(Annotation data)

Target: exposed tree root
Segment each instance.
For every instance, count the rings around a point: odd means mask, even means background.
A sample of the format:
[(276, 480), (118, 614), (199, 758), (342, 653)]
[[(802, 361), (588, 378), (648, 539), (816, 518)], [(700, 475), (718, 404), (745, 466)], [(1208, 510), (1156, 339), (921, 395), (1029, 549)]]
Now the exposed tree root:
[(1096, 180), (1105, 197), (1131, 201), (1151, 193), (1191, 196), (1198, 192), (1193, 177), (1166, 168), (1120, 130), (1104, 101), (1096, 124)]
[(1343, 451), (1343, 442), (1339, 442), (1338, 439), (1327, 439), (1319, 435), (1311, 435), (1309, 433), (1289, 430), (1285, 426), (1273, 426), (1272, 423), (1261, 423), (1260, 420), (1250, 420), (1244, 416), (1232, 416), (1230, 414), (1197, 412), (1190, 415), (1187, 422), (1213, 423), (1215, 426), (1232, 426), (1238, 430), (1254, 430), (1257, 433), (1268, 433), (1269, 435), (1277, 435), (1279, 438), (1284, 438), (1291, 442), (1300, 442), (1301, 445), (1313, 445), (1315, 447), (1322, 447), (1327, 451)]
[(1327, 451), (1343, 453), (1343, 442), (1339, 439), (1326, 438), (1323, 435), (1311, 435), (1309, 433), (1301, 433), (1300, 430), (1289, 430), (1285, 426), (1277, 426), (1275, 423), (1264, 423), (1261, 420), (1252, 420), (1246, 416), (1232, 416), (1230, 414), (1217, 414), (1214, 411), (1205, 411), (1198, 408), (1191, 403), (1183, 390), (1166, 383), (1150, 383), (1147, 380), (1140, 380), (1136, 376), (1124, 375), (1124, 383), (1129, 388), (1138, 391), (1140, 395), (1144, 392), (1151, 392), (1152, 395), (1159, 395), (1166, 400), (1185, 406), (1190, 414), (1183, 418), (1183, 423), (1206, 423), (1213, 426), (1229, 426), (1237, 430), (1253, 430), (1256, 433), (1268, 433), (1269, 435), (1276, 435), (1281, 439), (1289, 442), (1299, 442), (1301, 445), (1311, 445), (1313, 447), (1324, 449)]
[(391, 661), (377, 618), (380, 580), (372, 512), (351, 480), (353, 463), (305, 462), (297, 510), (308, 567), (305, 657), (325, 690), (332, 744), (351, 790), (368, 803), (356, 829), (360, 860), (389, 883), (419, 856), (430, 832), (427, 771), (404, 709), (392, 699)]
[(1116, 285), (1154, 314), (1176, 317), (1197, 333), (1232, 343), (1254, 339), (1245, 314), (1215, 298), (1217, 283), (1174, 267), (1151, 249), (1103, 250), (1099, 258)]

--- The request ---
Copy every line of the data above word for word, with no changes.

--- Answer to the problem ---
Target: exposed tree root
Segment each instance.
For every instance, count the rings around a point: odd means mask, even means background.
A sample of the format:
[(276, 480), (118, 614), (199, 758), (342, 653)]
[[(802, 361), (588, 378), (648, 539), (816, 518)], [(700, 475), (718, 404), (745, 466)], [(1208, 510), (1156, 339), (921, 395), (1029, 549)]]
Now the exposed tree root:
[(1096, 180), (1105, 197), (1131, 201), (1151, 193), (1191, 196), (1198, 192), (1193, 177), (1166, 168), (1120, 130), (1104, 101), (1096, 124)]
[(1343, 451), (1343, 442), (1339, 442), (1338, 439), (1327, 439), (1319, 435), (1311, 435), (1309, 433), (1289, 430), (1285, 426), (1273, 426), (1272, 423), (1261, 423), (1260, 420), (1250, 420), (1244, 416), (1232, 416), (1230, 414), (1197, 412), (1190, 415), (1187, 422), (1213, 423), (1215, 426), (1232, 426), (1238, 430), (1254, 430), (1257, 433), (1268, 433), (1269, 435), (1277, 435), (1279, 438), (1284, 438), (1291, 442), (1300, 442), (1301, 445), (1313, 445), (1315, 447), (1322, 447), (1327, 451)]
[(1327, 451), (1343, 453), (1343, 442), (1339, 439), (1326, 438), (1323, 435), (1311, 435), (1309, 433), (1301, 433), (1300, 430), (1289, 430), (1285, 426), (1277, 426), (1275, 423), (1264, 423), (1261, 420), (1252, 420), (1246, 416), (1232, 416), (1230, 414), (1217, 414), (1214, 411), (1205, 411), (1198, 408), (1191, 403), (1183, 390), (1166, 383), (1150, 383), (1147, 380), (1140, 380), (1136, 376), (1124, 375), (1124, 383), (1129, 388), (1138, 391), (1140, 395), (1144, 392), (1151, 392), (1152, 395), (1159, 395), (1166, 400), (1185, 406), (1190, 414), (1183, 418), (1183, 423), (1206, 423), (1213, 426), (1229, 426), (1237, 430), (1253, 430), (1256, 433), (1268, 433), (1269, 435), (1276, 435), (1281, 439), (1289, 442), (1299, 442), (1301, 445), (1311, 445), (1313, 447), (1324, 449)]
[(391, 661), (377, 618), (380, 580), (372, 512), (351, 480), (353, 463), (305, 462), (297, 510), (308, 567), (305, 657), (325, 690), (332, 744), (351, 790), (368, 803), (356, 829), (360, 860), (389, 883), (419, 856), (430, 832), (427, 771), (404, 709), (392, 699)]
[(1116, 285), (1154, 314), (1176, 317), (1197, 333), (1232, 343), (1254, 339), (1245, 314), (1215, 298), (1217, 283), (1174, 267), (1151, 249), (1103, 250), (1099, 258)]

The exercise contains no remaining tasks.